──────── Records provided ────────
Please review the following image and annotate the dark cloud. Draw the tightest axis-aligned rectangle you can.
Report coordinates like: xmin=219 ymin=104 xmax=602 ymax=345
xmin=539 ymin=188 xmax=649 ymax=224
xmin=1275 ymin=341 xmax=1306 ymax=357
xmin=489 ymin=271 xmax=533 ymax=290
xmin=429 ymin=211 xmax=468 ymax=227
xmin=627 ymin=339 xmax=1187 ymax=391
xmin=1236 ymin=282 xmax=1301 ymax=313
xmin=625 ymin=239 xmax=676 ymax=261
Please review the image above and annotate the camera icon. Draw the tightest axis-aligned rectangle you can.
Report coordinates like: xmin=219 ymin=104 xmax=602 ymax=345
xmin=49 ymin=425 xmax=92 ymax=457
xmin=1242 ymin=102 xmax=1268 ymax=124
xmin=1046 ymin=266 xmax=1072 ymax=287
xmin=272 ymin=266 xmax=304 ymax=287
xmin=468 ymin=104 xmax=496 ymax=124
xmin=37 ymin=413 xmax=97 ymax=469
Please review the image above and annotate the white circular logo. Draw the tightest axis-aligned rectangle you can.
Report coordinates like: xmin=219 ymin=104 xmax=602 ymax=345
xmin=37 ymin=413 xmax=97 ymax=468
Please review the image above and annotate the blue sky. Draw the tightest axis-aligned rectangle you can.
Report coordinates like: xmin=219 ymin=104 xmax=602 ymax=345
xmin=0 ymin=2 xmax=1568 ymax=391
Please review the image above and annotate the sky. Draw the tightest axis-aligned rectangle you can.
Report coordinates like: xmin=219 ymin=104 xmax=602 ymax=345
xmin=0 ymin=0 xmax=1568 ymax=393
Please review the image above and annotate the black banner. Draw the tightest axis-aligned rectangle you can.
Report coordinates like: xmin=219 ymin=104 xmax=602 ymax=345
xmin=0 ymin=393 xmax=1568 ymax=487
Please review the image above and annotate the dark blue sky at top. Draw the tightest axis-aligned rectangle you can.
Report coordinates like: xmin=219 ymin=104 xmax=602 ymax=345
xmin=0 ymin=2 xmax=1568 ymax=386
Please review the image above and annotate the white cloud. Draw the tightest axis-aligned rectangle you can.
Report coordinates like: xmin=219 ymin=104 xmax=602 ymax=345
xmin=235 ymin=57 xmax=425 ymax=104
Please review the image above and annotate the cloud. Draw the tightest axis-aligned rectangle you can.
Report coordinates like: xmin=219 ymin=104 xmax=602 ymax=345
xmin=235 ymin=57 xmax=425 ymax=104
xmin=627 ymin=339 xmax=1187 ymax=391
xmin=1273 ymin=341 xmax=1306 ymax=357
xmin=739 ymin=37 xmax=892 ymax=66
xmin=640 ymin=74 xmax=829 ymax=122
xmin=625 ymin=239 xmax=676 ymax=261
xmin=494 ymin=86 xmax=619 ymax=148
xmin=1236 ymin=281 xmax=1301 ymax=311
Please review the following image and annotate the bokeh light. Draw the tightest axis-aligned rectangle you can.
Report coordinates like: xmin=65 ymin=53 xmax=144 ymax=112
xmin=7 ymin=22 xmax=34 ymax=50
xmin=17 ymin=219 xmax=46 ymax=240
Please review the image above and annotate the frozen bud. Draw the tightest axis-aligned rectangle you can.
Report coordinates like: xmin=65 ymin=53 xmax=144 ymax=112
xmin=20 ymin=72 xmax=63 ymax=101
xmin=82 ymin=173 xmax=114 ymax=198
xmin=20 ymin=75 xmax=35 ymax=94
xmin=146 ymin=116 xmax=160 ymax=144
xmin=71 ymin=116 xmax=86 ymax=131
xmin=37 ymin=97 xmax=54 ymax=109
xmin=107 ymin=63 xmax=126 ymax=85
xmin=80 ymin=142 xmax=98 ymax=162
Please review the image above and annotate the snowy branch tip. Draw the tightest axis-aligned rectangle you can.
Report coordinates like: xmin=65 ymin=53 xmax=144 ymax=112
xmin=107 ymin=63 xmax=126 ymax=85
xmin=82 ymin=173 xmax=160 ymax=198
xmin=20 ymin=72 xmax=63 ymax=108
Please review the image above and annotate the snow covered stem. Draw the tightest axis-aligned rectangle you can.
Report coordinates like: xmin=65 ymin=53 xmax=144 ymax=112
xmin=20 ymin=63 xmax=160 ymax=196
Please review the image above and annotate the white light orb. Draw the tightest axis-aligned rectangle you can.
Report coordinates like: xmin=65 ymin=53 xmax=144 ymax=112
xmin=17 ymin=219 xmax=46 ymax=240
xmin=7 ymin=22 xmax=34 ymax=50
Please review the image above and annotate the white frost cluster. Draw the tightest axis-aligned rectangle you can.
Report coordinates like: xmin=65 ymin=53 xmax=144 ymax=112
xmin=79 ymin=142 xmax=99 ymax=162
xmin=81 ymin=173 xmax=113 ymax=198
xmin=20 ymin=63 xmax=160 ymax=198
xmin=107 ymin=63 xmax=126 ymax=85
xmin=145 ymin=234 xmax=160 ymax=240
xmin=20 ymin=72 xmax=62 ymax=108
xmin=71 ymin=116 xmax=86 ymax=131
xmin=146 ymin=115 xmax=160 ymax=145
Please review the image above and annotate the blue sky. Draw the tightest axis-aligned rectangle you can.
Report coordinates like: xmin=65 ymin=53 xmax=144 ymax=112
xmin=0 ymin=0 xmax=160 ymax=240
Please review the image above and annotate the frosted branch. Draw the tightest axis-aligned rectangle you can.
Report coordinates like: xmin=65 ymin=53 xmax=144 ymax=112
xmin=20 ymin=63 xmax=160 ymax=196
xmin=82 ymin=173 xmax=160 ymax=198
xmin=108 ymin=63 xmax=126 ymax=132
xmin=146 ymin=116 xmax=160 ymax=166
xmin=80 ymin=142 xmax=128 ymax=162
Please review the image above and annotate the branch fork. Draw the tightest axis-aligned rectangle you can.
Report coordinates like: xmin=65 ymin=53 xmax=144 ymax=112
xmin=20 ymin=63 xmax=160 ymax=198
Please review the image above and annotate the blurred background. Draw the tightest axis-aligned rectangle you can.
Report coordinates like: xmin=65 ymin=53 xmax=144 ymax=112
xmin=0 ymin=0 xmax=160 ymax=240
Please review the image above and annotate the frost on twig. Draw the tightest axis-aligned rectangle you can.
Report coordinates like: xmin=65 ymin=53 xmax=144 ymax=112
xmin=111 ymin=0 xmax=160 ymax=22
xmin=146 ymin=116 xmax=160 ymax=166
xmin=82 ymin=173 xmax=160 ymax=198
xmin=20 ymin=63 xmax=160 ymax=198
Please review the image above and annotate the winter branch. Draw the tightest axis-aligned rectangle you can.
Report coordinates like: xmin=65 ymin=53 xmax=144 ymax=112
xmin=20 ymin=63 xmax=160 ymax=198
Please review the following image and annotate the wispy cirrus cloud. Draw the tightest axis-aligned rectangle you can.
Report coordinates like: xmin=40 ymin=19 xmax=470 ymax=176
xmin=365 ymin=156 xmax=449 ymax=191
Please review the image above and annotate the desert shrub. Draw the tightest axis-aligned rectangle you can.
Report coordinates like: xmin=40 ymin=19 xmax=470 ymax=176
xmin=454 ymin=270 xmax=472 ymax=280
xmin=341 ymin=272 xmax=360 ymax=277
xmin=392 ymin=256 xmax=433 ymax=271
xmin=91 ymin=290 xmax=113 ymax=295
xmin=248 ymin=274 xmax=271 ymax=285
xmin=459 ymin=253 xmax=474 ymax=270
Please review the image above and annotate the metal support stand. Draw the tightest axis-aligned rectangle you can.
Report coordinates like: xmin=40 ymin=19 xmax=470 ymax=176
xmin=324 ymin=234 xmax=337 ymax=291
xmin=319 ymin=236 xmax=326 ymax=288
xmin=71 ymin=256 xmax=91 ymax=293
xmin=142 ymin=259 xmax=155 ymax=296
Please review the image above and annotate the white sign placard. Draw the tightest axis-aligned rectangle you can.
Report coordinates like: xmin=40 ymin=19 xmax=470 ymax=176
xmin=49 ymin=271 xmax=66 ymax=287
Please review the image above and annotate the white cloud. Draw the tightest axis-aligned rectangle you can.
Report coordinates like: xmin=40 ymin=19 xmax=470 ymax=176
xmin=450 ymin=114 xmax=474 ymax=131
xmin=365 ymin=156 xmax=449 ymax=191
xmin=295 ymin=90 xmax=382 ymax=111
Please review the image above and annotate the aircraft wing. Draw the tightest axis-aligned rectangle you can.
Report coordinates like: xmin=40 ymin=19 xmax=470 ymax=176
────────
Problem description: Find the line with "Please review the image above and annotate the winter" in the listing above, then write out that line and each remaining line exactly, with no other text.

Response to the task:
Please review the image above and annotate the winter branch. Draw the tightest axis-aligned rectangle you can.
Report coordinates like: xmin=65 ymin=53 xmax=144 ymax=112
xmin=20 ymin=63 xmax=160 ymax=198
Please review the following image and annotate the wispy cirrus cloud. Draw the tightest axis-aligned rectangle you can.
Report coordinates like: xmin=40 ymin=19 xmax=470 ymax=176
xmin=365 ymin=156 xmax=449 ymax=191
Please review the image above and annotate the desert shrub. Draw the tightest axis-aligned rectangle you can.
Report coordinates like: xmin=40 ymin=19 xmax=470 ymax=176
xmin=454 ymin=270 xmax=472 ymax=280
xmin=341 ymin=272 xmax=360 ymax=277
xmin=392 ymin=256 xmax=433 ymax=271
xmin=91 ymin=290 xmax=113 ymax=295
xmin=248 ymin=274 xmax=271 ymax=285
xmin=459 ymin=253 xmax=474 ymax=270
Please review the image above and annotate the metal support stand. Draw the tightest axis-aligned rectangle you can.
Report coordinates like: xmin=40 ymin=19 xmax=470 ymax=176
xmin=324 ymin=234 xmax=337 ymax=291
xmin=319 ymin=236 xmax=326 ymax=288
xmin=71 ymin=256 xmax=91 ymax=293
xmin=142 ymin=259 xmax=155 ymax=296
Please review the image above and annotate the white sign placard. Draw the tightest axis-aligned rectangle you can.
Report coordinates like: xmin=40 ymin=19 xmax=470 ymax=176
xmin=49 ymin=271 xmax=66 ymax=287
Please review the image above and annotate the white cloud. Draw the tightest axis-aligned rectangle you can.
Report coordinates like: xmin=40 ymin=19 xmax=470 ymax=176
xmin=450 ymin=114 xmax=474 ymax=131
xmin=365 ymin=156 xmax=449 ymax=191
xmin=295 ymin=90 xmax=382 ymax=111
Please review the image above and annotate the aircraft wing. Draw the tightest axis-aligned rectangle you can.
Report coordinates like: xmin=40 ymin=19 xmax=470 ymax=176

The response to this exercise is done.